### Aim of the exercise:
Locate the line that contains "like (265, 160).". Copy it and every following line through the end of the records, exactly, and include nothing else.
------ Records for the task
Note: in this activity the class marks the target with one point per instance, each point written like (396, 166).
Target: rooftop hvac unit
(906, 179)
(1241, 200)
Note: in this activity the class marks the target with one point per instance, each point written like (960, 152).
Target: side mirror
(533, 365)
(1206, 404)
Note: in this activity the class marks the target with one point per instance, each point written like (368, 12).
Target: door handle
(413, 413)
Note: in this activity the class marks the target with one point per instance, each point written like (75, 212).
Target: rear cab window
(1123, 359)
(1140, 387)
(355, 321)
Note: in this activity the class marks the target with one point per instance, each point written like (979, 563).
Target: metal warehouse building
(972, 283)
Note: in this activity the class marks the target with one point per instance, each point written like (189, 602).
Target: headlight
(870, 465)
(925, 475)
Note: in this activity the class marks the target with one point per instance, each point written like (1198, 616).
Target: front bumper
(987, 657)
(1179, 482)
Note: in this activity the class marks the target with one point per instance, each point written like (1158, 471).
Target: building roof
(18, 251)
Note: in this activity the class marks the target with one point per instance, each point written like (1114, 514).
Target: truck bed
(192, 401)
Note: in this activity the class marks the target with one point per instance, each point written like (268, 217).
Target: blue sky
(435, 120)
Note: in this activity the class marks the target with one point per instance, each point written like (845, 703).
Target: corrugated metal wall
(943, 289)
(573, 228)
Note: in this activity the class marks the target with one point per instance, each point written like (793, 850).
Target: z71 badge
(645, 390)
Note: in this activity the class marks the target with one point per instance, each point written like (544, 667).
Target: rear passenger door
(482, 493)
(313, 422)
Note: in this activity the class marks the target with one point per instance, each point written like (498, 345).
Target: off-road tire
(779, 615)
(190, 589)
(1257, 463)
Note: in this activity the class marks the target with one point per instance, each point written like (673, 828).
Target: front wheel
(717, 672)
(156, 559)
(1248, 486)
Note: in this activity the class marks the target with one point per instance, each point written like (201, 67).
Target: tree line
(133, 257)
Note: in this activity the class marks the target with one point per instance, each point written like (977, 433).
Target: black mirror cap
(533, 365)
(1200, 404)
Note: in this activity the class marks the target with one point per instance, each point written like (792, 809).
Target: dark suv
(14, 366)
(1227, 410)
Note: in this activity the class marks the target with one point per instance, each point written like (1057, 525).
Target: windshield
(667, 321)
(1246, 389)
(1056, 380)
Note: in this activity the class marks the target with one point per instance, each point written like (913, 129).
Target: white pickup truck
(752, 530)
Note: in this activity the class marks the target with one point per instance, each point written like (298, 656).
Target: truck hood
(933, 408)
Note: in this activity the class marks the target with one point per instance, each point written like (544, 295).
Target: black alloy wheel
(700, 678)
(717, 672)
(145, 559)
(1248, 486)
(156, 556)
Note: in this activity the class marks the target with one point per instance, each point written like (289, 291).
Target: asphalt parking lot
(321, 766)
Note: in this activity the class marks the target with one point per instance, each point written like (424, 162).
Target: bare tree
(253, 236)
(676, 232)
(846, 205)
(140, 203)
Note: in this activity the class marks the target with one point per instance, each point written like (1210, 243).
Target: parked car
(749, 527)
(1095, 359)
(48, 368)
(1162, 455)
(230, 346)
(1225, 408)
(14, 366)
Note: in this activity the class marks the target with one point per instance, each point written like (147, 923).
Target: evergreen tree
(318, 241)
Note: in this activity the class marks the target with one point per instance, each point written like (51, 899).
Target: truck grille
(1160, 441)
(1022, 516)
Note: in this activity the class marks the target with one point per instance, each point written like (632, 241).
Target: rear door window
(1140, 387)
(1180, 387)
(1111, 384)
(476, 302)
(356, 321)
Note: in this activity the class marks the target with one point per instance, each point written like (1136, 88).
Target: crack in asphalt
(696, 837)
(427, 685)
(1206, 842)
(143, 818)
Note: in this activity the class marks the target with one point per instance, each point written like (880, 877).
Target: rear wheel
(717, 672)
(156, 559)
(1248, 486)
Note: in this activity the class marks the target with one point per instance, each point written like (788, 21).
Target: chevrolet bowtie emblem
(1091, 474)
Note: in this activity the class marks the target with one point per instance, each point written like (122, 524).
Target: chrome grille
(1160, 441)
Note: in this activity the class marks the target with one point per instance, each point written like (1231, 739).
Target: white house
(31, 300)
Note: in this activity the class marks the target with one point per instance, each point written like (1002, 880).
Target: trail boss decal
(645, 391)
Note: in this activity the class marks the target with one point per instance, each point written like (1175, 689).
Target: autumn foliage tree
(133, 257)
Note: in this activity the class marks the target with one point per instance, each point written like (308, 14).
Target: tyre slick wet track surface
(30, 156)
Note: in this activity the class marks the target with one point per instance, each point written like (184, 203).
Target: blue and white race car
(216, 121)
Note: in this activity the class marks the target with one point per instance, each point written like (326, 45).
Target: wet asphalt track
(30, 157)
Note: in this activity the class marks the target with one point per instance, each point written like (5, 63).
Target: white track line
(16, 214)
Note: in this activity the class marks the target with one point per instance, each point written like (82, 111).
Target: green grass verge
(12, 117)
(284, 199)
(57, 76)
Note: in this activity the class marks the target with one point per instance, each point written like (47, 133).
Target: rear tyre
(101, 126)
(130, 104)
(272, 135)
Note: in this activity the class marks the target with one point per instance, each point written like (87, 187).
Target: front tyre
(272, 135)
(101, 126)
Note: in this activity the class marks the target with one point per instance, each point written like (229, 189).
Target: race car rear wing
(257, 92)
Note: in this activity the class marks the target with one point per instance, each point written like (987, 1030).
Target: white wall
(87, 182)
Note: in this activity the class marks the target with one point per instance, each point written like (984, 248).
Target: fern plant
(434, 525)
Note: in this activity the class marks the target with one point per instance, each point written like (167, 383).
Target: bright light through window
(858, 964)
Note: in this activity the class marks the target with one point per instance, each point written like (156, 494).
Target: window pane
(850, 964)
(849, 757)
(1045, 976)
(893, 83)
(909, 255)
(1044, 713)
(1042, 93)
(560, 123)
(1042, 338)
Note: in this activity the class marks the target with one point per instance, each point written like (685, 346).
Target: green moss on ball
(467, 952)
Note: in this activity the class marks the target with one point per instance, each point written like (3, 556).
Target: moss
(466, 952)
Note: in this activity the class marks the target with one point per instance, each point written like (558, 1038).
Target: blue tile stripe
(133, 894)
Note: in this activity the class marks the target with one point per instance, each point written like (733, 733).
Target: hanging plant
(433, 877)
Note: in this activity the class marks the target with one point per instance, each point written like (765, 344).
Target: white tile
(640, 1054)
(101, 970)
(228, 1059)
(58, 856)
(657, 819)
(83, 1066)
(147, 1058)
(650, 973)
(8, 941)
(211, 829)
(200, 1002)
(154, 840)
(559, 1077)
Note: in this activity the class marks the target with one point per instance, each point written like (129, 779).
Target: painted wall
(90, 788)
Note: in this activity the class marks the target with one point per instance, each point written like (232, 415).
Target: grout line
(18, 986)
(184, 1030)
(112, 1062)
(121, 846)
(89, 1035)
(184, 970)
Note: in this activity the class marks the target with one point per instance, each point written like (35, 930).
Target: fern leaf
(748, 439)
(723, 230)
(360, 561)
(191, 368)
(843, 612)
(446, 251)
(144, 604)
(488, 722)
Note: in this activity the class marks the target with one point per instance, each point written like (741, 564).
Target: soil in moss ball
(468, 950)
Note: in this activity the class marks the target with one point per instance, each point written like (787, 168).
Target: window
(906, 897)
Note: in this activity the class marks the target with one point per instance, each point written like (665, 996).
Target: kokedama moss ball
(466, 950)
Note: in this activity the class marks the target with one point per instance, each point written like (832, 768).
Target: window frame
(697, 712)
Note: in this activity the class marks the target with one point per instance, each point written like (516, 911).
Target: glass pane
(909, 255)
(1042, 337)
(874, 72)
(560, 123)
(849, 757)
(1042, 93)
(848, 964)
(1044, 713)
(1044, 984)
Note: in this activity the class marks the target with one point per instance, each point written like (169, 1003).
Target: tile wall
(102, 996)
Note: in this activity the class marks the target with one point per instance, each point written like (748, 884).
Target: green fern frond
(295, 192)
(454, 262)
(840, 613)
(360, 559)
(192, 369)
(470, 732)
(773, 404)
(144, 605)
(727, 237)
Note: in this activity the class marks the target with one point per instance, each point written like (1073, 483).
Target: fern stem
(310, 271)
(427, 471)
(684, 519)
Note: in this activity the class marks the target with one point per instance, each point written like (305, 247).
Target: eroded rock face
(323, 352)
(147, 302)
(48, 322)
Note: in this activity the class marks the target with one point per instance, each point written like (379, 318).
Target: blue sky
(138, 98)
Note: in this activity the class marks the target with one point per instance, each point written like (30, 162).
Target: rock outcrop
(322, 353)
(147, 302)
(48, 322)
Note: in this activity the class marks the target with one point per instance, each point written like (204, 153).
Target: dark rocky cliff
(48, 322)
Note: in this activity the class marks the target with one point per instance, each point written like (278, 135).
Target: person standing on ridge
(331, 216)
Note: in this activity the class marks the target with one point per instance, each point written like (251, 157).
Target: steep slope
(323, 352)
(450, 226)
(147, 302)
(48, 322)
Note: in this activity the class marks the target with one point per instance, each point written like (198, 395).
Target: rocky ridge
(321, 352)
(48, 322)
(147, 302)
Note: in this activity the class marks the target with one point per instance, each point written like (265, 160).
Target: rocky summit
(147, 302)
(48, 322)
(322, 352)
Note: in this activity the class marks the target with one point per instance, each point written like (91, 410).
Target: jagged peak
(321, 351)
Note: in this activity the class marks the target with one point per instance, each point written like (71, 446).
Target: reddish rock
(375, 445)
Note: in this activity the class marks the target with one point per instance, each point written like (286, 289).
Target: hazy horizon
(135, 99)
------------
### Problem solution:
Note: in this activity the class marks the target with one point per instance, each point written like (265, 160).
Target: rocky summit
(147, 302)
(48, 322)
(322, 352)
Note: in this activity the class marks the target with one point per instance, each point written like (91, 410).
Target: jagged peak
(321, 351)
Note: in this activity the class marks the target with one point per instance, each point written like (71, 446).
Target: reddish rock
(375, 445)
Note: in this activity the class marks the target with one point per instance, each point written like (286, 289).
Target: hazy horizon
(135, 99)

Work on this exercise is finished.